Return each line in the rows below that contains the string "with", treating uppercase and lowercase letters as different.

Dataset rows

:::

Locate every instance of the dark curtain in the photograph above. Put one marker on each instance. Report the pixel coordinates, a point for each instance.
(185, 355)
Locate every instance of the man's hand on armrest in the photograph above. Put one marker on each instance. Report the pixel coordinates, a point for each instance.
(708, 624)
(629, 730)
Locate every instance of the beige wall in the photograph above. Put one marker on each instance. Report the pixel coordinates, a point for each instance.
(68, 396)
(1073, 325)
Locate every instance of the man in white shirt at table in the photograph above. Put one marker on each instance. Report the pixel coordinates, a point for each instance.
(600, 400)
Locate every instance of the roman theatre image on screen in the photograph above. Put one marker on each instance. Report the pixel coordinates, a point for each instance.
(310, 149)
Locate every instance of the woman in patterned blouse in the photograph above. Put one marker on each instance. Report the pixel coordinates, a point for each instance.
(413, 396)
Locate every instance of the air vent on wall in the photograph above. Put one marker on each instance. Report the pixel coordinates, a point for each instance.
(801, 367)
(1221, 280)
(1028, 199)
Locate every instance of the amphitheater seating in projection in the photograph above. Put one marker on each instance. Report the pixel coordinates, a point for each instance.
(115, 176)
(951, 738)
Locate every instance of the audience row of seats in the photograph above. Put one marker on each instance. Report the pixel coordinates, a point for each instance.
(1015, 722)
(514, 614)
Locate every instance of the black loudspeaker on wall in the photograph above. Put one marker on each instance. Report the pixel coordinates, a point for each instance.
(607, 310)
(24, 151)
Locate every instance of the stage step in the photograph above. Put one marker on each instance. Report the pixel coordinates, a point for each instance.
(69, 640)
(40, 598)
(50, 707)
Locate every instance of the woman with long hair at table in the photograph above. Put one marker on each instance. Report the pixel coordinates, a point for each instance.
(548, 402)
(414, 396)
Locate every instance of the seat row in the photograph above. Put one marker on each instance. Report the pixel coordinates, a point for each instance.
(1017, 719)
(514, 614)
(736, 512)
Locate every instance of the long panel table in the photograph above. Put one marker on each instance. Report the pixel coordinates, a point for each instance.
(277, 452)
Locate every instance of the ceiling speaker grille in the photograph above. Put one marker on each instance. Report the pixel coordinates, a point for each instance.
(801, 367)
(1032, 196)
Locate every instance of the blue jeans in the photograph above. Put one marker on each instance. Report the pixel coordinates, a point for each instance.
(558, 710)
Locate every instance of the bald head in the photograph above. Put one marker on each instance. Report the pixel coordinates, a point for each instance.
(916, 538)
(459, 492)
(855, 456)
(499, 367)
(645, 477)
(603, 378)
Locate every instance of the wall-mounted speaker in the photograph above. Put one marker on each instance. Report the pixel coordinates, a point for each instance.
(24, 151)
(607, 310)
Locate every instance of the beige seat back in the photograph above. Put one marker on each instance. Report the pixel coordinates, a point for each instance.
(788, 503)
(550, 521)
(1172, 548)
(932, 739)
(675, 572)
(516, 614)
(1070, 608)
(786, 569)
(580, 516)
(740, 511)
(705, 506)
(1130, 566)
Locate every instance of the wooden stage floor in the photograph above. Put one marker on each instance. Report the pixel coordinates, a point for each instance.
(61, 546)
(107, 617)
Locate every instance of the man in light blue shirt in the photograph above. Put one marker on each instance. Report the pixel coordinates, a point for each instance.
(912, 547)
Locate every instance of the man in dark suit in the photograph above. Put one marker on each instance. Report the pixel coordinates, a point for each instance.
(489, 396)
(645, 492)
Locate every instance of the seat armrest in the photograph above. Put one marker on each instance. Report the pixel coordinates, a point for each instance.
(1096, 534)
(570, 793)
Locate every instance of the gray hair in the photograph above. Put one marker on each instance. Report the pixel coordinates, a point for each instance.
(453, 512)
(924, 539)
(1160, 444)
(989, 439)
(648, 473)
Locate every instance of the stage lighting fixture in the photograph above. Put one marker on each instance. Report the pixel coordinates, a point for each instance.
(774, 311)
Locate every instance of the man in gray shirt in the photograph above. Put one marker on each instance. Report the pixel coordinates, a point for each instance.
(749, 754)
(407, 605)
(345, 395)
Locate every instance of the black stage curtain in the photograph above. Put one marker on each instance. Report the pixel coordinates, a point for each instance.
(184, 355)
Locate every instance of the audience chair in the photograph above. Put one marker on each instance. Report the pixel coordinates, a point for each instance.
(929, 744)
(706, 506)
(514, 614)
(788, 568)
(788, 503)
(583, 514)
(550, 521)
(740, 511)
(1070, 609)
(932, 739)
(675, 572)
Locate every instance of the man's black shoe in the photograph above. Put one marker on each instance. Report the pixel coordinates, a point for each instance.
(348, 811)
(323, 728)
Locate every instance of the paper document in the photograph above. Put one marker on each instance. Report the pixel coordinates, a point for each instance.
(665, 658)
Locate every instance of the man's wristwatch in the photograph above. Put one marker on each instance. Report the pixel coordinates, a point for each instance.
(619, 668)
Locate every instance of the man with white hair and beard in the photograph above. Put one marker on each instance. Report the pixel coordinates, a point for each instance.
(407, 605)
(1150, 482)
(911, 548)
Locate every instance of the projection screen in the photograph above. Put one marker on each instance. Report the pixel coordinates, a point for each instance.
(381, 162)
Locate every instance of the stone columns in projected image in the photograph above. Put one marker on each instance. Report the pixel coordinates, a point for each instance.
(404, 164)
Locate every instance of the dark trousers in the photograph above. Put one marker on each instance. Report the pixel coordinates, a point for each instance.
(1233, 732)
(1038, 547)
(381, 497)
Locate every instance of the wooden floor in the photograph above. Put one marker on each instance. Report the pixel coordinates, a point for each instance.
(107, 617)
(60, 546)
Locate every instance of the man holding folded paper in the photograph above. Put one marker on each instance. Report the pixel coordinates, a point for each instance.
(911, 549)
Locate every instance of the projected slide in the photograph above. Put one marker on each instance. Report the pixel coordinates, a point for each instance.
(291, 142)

:::

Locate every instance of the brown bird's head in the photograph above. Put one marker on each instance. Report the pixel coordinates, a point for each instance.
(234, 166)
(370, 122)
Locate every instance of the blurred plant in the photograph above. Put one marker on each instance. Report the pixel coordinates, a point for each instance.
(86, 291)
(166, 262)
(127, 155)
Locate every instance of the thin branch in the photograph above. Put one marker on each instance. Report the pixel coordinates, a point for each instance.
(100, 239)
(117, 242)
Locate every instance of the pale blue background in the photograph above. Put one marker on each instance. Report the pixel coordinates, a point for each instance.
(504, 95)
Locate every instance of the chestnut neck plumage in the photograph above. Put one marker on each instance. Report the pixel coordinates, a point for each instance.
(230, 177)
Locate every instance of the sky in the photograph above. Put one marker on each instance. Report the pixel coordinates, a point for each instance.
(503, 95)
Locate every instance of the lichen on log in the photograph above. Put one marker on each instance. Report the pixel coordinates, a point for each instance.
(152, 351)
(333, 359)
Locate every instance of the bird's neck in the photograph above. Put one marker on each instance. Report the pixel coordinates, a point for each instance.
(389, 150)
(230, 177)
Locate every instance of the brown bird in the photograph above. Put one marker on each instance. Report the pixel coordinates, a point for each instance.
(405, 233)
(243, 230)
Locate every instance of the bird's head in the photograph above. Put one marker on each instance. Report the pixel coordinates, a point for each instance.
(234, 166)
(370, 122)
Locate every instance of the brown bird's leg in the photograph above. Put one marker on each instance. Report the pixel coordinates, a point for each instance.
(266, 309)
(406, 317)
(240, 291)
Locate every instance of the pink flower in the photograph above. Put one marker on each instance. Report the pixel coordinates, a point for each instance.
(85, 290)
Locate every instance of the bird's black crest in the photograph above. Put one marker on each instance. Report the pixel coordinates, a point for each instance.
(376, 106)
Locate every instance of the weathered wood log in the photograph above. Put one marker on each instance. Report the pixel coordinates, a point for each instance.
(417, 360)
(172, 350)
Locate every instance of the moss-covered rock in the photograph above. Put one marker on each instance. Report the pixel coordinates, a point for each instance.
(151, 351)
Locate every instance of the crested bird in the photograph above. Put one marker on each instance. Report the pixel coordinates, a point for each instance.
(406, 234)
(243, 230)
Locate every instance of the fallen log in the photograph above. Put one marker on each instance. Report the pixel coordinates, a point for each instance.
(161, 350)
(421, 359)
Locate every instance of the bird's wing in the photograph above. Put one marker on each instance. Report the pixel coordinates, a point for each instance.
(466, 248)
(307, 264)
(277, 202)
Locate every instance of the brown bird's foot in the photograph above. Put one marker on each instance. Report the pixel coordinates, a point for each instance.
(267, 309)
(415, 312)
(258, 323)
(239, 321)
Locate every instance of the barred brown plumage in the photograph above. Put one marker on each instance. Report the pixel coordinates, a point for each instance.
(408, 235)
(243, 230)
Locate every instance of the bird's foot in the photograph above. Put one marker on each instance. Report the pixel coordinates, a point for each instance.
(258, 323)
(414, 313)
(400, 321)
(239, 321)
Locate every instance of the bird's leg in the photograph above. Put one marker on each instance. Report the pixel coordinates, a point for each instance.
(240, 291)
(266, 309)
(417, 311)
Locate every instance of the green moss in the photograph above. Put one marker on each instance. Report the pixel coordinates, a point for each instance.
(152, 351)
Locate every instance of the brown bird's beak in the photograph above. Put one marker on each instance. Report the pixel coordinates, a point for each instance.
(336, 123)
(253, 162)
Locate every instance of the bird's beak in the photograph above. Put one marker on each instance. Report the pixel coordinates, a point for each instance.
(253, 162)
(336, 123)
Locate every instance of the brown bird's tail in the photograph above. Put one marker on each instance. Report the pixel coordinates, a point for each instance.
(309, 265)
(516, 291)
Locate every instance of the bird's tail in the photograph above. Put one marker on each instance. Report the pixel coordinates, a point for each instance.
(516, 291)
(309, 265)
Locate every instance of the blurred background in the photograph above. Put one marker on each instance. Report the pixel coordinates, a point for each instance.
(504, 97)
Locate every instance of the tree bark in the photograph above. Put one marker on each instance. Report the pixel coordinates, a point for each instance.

:::

__Complete output__.
Locate every instance of the woman with long hair at table in the photograph above. Put one marker on each instance. Report the pixel coordinates, a point for each instance.
Locate every instance of the man with white hair and beard in the photograph above. Put one marker on each instance. Report the pixel coordinates, a point for each instance.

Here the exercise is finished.